■ **練習課題 1**: このあとのシャネルとヒップホップについての抜粋に名前が出てくるラッパーや歌手を、すべて書き出してください。

■ **本文抜粋**:
▼
ECDやTohji、ZORNらの押韻アプローチから「シャネル」とヒップホップの接点を紐解く/連載「痙攣としてのストリートミュージック、そしてファッション」第7回

音楽とファッション。そして、モードトレンドとストリートカルチャー。その2つの交錯点をかけあわせ考えることで、初めて見えてくる時代の相貌がある。本連載では、noteに発表した「2010年代論――トラップミュージック、モードトレンドetc.を手掛かりに」も話題となった気鋭の文筆家・つやちゃんが、日本のヒップホップを中心としたストリートミュージックを主な対象としながら、今ここに立ち現れるイメージを観察していく。

前回に引き続き、主役となるのは「シャネル」。そのクリエイションや“リアル”なスタンス、そしてECDやTohji 、ZORNらの押韻アプローチにフォーカスしながら、同ブランドとヒップホップとの接点を紐解いていく。

カール・ラガーフェルドによる「押韻」とヒップホップからの「引用」、そしてココ・シャネルの“リアルさ”

「シャネル」がストリートの音楽によってどのように扱われてきたか、前回まではリリックに登場するブランド名から放たれる意味内容を中心に読み解いてきたが、今回はラップによって発される音声としての側面から考えてみたい。

「シャネル」とは、ヒップホップだ――つい私がそう呟きたくなってしまうのは、例えば、メゾンが多用してきたレースについて語る際にカール・ラガーフェルドが披露した次のようなユーモアによるところがあるのかもしれない。

「1930年代、彼女はスーツよりもレース・ドレスのほうがずっと有名だった。レースと聞くと、わたしはシャネルを思い浮かべる。レースはフランス語でダンテル。ダンテル、シャネル……韻を踏んでる」

(カール・ラガーフェルド著、中野勉訳『カール・ラガーフェルドのことば』、河出書房新社、2020年)

2018年にはNicki Minajがその名も「Coco Chanel」(『QUEEN』収録)という曲を歌い、24kGoldnが「Coco feat. DaBaby」でユーモラスなMVとともに話題を呼んだのも記憶に新しい。あらゆるラッパーに引っ張りだこの「シャネル」だが、実はメゾン側からヒップホップへとアプローチがあった歴史も忘れてはならない。

24kGoldn – Coco ft. DaBaby (Directed by Cole Bennett)

カール・ラガーフェルドは、1991-1992年AWのコレクションにおいてそれまでのメゾンのイメージとは程遠かったヒップホップのファッション要素を大胆に引用し、ジャーナリストたちを驚かせた。もともと「シャネル」はその機能的でシンプルなスタイルをより一層引き立てるための役割としてアクセサリーを多用してきたが、1991-1992年AWにおけるゴールドのアクセサリーはそれまでとは一線を画した編集センスを反映していたのである。
▲
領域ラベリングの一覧
▼
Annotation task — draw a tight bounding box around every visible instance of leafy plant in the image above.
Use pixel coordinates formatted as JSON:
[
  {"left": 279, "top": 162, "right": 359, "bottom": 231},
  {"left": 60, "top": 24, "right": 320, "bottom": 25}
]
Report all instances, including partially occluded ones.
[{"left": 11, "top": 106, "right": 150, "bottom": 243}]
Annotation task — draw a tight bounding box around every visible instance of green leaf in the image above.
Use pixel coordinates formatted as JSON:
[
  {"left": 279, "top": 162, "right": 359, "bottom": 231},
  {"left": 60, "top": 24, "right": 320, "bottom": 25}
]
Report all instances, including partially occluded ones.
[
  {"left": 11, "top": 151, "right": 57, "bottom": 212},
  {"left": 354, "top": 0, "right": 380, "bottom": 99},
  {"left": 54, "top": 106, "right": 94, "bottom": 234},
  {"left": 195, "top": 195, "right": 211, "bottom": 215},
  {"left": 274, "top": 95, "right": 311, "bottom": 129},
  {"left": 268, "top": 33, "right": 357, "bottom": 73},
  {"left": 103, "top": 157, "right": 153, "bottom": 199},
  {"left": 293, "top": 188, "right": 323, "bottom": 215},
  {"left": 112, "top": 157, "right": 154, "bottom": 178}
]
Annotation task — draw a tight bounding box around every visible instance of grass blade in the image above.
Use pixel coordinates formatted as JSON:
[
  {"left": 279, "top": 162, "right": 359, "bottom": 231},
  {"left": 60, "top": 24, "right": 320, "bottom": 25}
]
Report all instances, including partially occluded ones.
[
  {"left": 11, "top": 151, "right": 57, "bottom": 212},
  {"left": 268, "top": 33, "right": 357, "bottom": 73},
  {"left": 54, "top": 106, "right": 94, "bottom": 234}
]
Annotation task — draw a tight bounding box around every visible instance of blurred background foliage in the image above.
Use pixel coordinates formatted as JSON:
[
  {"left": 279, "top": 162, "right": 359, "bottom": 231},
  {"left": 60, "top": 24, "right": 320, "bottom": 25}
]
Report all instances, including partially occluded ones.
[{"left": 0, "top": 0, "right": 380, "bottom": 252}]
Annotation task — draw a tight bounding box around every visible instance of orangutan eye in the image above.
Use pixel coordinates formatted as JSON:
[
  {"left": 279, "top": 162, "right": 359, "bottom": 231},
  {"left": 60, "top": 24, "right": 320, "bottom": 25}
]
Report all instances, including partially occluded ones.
▲
■ **練習課題 2**: 上の一覧のうち、「foliage in the image above.」を含む行から一覧の最後の行までを、両端の行も含めて番号付きリストに入れてください。空行は省いてください。

■ **解答 1**: ECD、Tohji、ZORN、Nicki Minaj、24kGoldn、DaBaby

■ **解答 2**:
1. Annotation task — draw a tight bounding box around every visible instance of blurred background foliage in the image above.
2. Use pixel coordinates formatted as JSON:
3. [
4.   {"left": 279, "top": 162, "right": 359, "bottom": 231},
5.   {"left": 60, "top": 24, "right": 320, "bottom": 25}
6. ]
7. Report all instances, including partially occluded ones.
8. [{"left": 0, "top": 0, "right": 380, "bottom": 252}]
9. Annotation task — draw a tight bounding box around every visible instance of orangutan eye in the image above.
10. Use pixel coordinates formatted as JSON:
11. [
12.   {"left": 279, "top": 162, "right": 359, "bottom": 231},
13.   {"left": 60, "top": 24, "right": 320, "bottom": 25}
14. ]
15. Report all instances, including partially occluded ones.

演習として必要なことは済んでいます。